- [Named object pointing listing]:
((
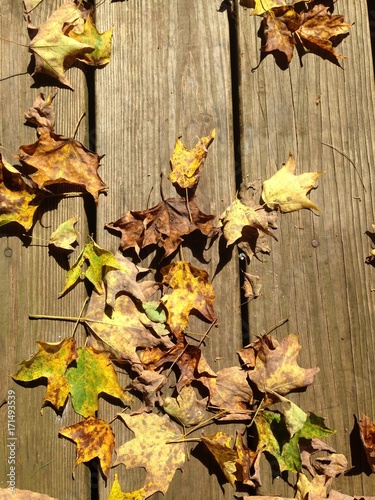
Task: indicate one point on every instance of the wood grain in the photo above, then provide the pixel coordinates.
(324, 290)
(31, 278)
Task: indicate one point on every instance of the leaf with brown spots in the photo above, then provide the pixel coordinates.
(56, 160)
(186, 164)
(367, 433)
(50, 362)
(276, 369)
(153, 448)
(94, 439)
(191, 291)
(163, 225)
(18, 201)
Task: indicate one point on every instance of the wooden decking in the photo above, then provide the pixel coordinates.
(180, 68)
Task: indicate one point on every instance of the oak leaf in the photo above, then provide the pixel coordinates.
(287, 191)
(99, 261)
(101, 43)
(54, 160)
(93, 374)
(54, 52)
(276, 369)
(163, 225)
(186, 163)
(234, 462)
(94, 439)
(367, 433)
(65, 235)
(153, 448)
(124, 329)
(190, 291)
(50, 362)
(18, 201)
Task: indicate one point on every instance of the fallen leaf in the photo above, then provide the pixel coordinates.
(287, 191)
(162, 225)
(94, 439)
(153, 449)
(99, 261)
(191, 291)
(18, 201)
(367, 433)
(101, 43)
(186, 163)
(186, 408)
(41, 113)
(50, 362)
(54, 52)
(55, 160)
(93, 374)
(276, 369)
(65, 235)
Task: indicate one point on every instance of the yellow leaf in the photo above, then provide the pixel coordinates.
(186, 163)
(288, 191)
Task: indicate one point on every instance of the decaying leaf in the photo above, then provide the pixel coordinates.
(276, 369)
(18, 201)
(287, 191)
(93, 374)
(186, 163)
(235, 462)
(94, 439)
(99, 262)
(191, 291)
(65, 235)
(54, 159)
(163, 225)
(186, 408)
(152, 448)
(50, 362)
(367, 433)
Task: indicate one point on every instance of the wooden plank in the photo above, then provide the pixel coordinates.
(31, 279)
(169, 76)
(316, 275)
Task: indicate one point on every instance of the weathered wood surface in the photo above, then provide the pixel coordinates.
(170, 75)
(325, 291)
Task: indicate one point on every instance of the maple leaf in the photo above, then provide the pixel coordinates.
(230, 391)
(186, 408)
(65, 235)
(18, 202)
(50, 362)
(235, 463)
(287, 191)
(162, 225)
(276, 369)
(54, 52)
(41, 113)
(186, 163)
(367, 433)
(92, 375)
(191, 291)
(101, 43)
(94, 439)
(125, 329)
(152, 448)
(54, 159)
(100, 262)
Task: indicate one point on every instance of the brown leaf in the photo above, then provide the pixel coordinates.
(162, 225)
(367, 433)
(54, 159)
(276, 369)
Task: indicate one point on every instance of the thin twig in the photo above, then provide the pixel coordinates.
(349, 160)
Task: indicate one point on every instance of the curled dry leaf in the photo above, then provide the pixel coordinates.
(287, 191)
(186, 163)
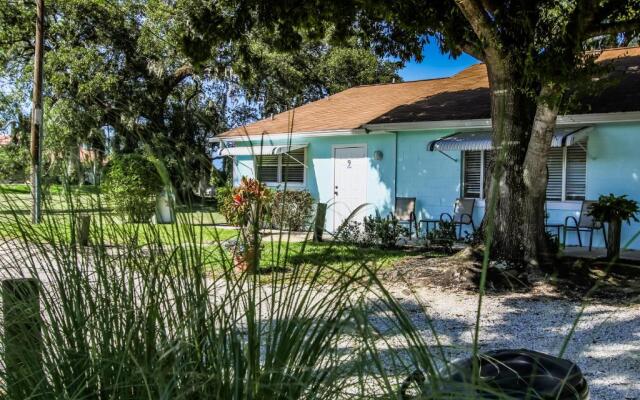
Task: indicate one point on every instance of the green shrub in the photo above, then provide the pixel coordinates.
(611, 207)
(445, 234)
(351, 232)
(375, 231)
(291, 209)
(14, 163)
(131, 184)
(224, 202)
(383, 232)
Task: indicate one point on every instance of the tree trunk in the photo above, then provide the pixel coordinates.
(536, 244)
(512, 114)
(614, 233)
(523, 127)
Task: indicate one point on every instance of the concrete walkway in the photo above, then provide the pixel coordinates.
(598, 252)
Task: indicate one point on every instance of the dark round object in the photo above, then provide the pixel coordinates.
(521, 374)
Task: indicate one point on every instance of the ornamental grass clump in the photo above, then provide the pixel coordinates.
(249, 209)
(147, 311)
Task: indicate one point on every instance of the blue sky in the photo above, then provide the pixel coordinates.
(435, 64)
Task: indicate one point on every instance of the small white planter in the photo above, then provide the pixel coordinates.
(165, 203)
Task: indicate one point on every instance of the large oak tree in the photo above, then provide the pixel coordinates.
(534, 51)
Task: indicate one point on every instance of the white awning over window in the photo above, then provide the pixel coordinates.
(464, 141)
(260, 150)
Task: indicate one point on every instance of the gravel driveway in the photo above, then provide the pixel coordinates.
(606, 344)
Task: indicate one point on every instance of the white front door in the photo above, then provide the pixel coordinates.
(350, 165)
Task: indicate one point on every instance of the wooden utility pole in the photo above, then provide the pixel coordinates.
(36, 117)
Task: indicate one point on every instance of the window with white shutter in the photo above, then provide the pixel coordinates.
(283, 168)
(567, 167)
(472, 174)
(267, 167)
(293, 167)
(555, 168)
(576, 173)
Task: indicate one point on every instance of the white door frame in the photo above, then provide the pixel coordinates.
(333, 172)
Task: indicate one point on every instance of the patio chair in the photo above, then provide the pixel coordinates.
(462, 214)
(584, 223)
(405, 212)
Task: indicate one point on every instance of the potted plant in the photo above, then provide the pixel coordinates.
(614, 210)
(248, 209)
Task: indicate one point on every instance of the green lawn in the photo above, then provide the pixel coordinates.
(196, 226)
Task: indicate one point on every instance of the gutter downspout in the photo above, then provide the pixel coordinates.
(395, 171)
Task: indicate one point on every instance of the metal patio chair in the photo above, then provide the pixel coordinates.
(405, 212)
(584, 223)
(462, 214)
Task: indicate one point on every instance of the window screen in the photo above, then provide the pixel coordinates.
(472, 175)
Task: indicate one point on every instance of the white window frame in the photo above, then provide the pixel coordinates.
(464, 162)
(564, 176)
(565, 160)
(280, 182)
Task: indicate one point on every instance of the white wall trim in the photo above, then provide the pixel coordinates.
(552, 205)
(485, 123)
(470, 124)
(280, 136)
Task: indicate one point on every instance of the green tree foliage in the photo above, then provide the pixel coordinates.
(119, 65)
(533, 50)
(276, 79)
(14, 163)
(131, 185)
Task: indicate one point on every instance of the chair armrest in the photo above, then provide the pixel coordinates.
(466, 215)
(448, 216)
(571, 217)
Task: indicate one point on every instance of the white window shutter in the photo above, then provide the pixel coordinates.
))
Write out, word for word, the part of the listing that starts at the line containing "Task: indicate one point on every instance of the metal" and runs to the end of the listing, with both ends included.

- [Task output]:
Task: indicate one point on every instance of the metal patio chair in the photo above, then provide the pixel coordinates.
(405, 212)
(584, 223)
(462, 214)
Task: indicate one point on every instance of the window screen in the photo above, then provide the pixel coordinates.
(472, 175)
Task: indicate one point on every instance of the white window frame in the photo above, then provide the pixel coordinates.
(464, 162)
(564, 176)
(565, 160)
(280, 182)
Task: indicate one point on every instance of the white wall trim in the photo above, then provide the pixel coordinates.
(552, 205)
(485, 123)
(470, 124)
(280, 136)
Task: indicate one point on every instance of the green tree foliage in the photo above, then provide the pixel coordinates.
(119, 65)
(533, 50)
(276, 79)
(14, 163)
(131, 185)
Task: indicate one point on every instance of the chair armrest in the photo above, then provide the pixel coordinates.
(466, 215)
(448, 216)
(571, 217)
Task: indicate one point on every instance of the white window shutter in the photo above, then provide the pixel coordinates.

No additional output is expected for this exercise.